# Provided data:
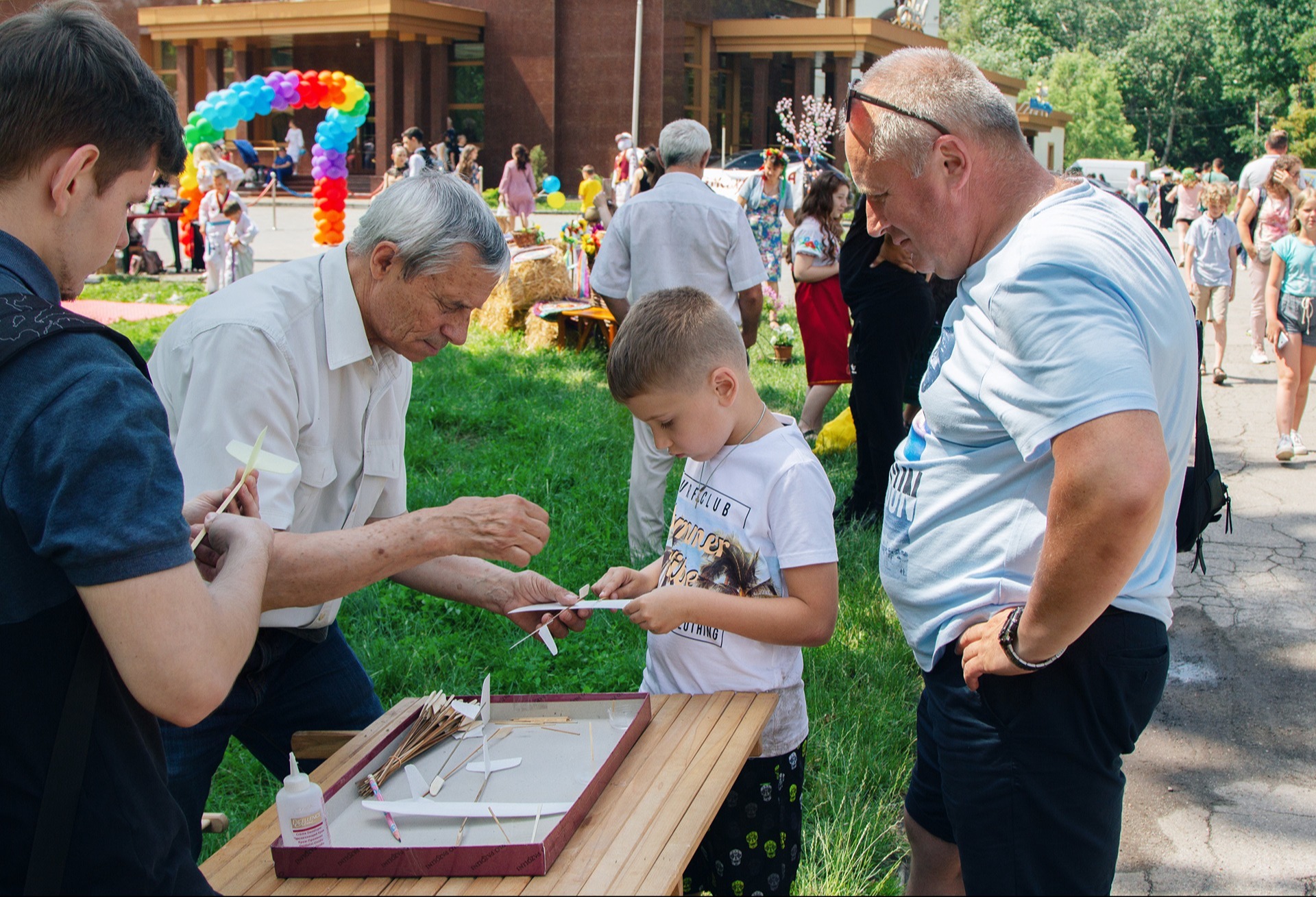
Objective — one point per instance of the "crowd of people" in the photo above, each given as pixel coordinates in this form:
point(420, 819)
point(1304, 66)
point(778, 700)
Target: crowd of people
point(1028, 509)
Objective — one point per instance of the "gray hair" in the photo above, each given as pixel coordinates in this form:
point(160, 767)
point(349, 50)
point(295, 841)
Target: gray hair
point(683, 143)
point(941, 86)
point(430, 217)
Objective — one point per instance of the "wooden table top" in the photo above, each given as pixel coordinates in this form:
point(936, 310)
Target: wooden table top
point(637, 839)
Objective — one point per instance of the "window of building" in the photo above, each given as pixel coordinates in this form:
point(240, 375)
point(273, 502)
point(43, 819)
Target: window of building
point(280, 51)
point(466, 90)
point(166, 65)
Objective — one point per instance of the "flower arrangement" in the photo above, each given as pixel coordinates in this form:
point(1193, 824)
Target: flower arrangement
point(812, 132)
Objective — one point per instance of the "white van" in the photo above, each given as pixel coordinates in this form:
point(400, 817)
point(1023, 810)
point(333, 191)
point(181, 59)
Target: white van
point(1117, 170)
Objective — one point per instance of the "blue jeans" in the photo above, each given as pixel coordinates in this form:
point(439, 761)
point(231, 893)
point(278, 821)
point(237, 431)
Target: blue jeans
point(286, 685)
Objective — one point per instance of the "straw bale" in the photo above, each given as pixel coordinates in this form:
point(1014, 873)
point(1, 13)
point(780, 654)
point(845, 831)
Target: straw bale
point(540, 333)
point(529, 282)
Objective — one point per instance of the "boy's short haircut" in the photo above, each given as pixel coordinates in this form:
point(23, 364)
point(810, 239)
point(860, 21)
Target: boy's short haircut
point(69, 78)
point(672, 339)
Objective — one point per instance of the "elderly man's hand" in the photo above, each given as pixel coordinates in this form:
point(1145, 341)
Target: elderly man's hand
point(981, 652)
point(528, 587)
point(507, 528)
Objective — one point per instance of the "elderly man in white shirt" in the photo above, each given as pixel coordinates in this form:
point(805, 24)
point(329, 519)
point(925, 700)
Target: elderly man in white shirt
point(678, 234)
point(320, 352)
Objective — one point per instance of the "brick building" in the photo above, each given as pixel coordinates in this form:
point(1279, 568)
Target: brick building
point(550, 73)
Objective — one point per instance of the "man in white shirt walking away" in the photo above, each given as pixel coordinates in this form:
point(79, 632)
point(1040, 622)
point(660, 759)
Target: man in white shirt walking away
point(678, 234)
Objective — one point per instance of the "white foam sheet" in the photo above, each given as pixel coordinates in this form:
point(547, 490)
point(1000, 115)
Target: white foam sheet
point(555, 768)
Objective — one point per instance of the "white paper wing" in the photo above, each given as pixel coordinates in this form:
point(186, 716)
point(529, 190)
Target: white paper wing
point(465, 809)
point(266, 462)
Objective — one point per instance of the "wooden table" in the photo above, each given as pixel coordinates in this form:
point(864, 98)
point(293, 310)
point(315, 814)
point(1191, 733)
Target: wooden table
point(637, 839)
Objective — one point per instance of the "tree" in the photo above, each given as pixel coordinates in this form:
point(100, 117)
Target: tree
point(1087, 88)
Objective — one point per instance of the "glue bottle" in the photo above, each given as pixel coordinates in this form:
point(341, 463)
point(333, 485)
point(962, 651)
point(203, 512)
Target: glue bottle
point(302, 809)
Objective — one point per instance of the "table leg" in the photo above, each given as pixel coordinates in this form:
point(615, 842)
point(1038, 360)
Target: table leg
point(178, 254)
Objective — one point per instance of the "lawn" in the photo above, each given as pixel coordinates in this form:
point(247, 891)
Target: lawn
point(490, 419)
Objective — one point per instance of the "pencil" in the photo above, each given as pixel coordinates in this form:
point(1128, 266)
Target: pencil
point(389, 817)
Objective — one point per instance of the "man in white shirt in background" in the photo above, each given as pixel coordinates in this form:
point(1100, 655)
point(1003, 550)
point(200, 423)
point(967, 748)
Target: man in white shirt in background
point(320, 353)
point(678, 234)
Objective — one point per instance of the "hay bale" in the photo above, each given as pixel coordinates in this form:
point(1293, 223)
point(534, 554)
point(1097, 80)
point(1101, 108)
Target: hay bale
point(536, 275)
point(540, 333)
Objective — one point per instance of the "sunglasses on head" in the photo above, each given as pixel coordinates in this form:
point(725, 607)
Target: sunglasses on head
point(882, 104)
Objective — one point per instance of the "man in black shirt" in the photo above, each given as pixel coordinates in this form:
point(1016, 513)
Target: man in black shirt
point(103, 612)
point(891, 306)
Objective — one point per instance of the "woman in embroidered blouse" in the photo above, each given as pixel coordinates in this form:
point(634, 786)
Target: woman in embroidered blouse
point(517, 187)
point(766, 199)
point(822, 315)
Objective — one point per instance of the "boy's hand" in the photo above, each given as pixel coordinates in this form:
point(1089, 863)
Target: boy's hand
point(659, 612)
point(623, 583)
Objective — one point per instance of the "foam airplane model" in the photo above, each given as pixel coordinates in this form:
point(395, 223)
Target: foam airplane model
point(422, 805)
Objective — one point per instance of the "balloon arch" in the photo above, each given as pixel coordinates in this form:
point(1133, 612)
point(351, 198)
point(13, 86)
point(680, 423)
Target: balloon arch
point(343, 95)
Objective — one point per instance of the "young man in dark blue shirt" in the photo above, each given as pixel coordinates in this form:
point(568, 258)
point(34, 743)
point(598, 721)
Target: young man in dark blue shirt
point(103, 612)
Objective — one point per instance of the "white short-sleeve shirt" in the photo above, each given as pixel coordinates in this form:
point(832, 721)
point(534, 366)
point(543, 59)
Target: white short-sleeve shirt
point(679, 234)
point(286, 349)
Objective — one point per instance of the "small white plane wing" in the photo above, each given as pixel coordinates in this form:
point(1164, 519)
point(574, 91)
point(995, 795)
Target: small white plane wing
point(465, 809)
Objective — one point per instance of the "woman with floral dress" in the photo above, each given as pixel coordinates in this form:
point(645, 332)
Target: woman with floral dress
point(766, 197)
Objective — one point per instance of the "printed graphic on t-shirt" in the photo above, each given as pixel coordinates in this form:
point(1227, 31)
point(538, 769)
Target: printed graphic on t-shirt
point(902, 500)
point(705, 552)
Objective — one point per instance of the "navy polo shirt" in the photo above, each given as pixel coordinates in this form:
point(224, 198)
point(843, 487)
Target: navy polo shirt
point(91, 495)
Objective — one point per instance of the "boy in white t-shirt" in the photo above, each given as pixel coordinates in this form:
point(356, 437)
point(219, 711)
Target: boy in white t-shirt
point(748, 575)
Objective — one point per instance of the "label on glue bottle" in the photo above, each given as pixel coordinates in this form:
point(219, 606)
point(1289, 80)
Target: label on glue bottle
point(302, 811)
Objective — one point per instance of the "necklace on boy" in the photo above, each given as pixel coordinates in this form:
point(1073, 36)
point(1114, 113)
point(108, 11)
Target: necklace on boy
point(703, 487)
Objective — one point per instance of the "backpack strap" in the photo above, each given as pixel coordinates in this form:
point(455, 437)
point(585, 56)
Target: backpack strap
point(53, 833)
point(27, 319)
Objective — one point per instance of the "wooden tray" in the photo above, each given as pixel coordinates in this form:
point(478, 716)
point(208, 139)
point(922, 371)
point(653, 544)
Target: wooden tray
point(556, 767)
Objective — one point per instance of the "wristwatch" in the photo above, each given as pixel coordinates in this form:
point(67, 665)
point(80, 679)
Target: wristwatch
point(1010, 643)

# Instructions for the task:
Rewrite the entries from their beginning through the line containing "point(812, 132)", swapping every "Objective" for "Goal" and keeping everything else unchanged. Omit the pictures from your answer.

# Solution to this task:
Goal — one point per instance of the "crowd of people" in the photo above, each given as pixel coordinates in this form:
point(420, 819)
point(1304, 66)
point(778, 700)
Target: crowd of people
point(1028, 509)
Goal — one point per instance of the "gray hair" in the photo above, each given as pixel coordinates in this form:
point(160, 767)
point(349, 50)
point(295, 841)
Target: gray hair
point(683, 143)
point(941, 86)
point(430, 217)
Goal — one point per instance of the "wooden table top" in the photo above, each given as pixel coordinates in this form:
point(936, 310)
Target: wooden table top
point(637, 839)
Goal — one point per instance of the "window of building" in the photo above, each given as pixel coordinates in this form:
point(240, 375)
point(273, 502)
point(43, 819)
Target: window of building
point(280, 51)
point(466, 90)
point(166, 65)
Goal — one point per instance of the "flower arrangement" in the photo above, each given as pixel coordinates in this form:
point(1193, 824)
Target: flower arrangement
point(812, 132)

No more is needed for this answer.